# Exercise prompt
Which lines of the records below contain the string "tennis", with case counting? Pick out those lines and copy each one.

# Record extracts
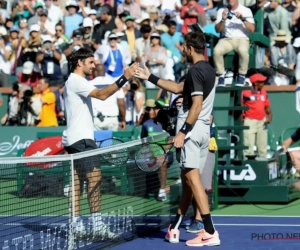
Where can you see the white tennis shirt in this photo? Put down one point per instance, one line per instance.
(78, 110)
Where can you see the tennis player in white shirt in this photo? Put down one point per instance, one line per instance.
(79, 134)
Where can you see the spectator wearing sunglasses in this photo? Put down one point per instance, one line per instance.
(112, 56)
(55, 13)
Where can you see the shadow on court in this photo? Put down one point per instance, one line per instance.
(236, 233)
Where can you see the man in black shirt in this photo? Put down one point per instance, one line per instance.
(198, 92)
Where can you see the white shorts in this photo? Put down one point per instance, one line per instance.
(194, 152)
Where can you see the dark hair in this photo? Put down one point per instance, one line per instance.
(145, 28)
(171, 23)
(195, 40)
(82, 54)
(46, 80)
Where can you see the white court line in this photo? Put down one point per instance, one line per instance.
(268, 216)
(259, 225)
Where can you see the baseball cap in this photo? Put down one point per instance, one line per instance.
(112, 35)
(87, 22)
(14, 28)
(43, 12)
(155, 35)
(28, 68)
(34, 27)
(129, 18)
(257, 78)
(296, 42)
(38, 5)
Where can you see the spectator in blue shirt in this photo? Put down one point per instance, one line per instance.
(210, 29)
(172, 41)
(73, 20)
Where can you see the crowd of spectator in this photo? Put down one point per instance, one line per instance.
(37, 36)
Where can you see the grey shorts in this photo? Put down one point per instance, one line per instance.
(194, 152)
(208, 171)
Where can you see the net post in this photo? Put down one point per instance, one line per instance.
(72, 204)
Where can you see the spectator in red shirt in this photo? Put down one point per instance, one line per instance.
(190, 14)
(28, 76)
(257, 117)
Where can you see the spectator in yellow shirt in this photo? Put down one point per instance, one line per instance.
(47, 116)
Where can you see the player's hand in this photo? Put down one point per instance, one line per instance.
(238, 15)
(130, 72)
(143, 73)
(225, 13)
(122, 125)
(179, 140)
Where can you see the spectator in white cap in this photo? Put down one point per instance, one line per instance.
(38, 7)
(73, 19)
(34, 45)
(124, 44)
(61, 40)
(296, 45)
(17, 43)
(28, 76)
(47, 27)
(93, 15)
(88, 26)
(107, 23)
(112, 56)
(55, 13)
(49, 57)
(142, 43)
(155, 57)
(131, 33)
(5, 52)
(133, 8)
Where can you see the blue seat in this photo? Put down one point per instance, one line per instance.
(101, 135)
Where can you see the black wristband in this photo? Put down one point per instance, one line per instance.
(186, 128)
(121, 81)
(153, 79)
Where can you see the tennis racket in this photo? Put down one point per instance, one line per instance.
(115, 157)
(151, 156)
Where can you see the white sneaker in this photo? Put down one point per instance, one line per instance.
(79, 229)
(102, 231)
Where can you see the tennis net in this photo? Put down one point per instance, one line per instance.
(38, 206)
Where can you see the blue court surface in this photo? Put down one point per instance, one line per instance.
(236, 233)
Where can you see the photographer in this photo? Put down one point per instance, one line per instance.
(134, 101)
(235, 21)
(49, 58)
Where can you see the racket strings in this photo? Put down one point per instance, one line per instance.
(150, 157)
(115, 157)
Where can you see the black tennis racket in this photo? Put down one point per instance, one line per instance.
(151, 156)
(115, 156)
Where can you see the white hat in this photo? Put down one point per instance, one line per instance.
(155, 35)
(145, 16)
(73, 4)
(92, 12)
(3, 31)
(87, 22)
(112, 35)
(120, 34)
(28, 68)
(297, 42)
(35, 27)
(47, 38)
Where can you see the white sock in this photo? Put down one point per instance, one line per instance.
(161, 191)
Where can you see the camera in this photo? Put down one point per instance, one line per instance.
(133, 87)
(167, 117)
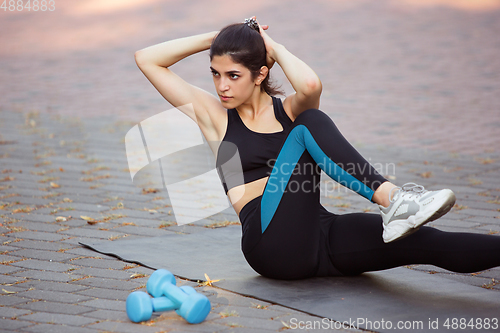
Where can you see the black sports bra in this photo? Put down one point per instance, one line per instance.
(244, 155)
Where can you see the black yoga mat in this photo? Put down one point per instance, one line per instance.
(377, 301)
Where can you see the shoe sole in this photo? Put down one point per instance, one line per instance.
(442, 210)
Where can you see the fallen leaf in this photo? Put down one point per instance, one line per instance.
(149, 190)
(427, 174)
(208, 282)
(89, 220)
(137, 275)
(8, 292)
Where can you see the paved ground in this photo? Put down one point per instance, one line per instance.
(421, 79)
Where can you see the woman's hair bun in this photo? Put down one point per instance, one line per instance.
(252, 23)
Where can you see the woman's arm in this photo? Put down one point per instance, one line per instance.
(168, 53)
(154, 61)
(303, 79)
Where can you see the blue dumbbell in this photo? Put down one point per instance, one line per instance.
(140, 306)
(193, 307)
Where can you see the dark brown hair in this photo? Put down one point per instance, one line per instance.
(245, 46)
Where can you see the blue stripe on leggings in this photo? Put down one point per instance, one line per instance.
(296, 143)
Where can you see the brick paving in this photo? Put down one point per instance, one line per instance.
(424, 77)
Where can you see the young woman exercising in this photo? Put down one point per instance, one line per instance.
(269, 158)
---
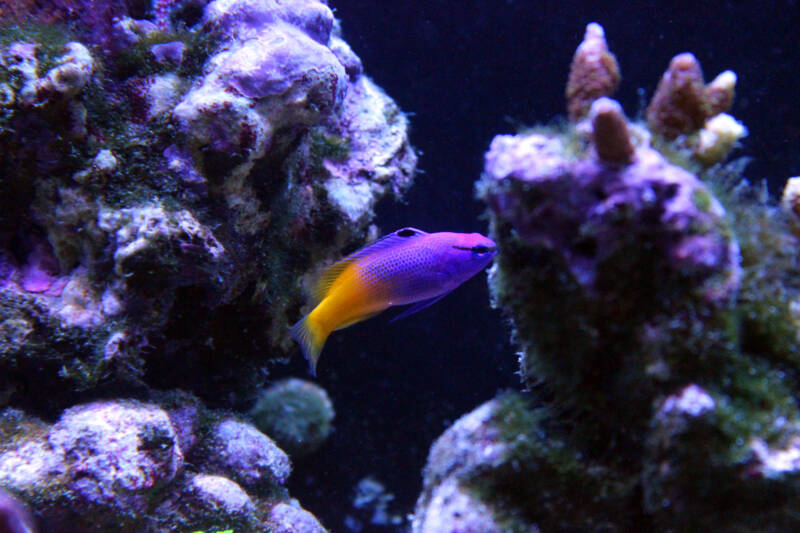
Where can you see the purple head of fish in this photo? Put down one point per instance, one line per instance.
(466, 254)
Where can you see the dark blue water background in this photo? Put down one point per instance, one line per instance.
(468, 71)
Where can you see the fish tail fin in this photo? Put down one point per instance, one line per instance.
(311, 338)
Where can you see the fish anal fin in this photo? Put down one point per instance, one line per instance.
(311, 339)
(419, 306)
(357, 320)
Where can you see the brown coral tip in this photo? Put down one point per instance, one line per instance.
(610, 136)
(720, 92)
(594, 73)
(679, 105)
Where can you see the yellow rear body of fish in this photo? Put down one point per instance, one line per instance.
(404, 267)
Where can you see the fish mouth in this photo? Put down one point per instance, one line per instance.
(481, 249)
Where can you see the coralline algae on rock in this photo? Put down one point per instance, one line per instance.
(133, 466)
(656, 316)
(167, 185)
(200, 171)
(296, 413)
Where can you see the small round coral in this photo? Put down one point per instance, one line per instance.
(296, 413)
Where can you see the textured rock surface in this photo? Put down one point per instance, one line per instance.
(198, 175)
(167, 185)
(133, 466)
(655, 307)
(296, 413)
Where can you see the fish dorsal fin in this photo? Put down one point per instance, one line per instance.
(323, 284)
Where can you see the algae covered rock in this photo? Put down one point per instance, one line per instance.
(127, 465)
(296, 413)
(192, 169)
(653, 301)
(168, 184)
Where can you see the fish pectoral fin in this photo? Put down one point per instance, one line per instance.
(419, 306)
---
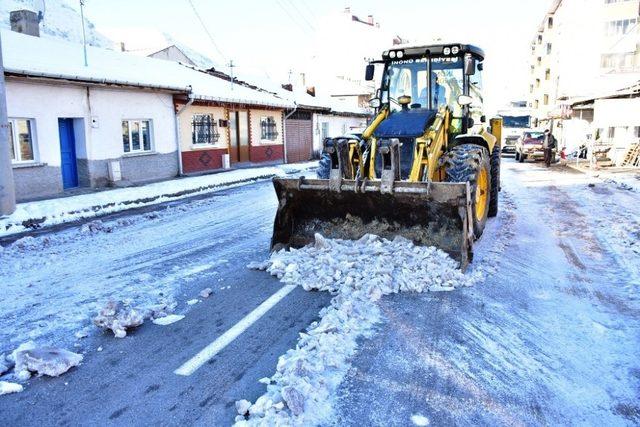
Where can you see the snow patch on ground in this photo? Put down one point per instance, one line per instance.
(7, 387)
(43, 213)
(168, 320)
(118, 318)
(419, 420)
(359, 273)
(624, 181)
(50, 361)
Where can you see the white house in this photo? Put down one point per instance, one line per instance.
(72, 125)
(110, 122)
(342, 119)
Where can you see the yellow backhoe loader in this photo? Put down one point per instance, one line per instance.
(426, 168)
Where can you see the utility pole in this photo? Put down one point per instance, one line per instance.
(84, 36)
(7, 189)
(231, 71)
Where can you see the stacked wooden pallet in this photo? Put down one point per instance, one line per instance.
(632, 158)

# Answer in full
Where can you see the white tennis shirt in this photo? Put down one point per instance, one line per instance.
Where can you see the tennis player in white shirt in this photo? Put down one point per instance, one line per instance.
Where can you see the tennis racket in this photo? Put down one point per instance, one line per instance.
Where can you see the tennis net in this photo? Put down one point per instance, one line per instance.
Where can you see the black tennis racket in this photo? Put down one point per instance, one line per instance.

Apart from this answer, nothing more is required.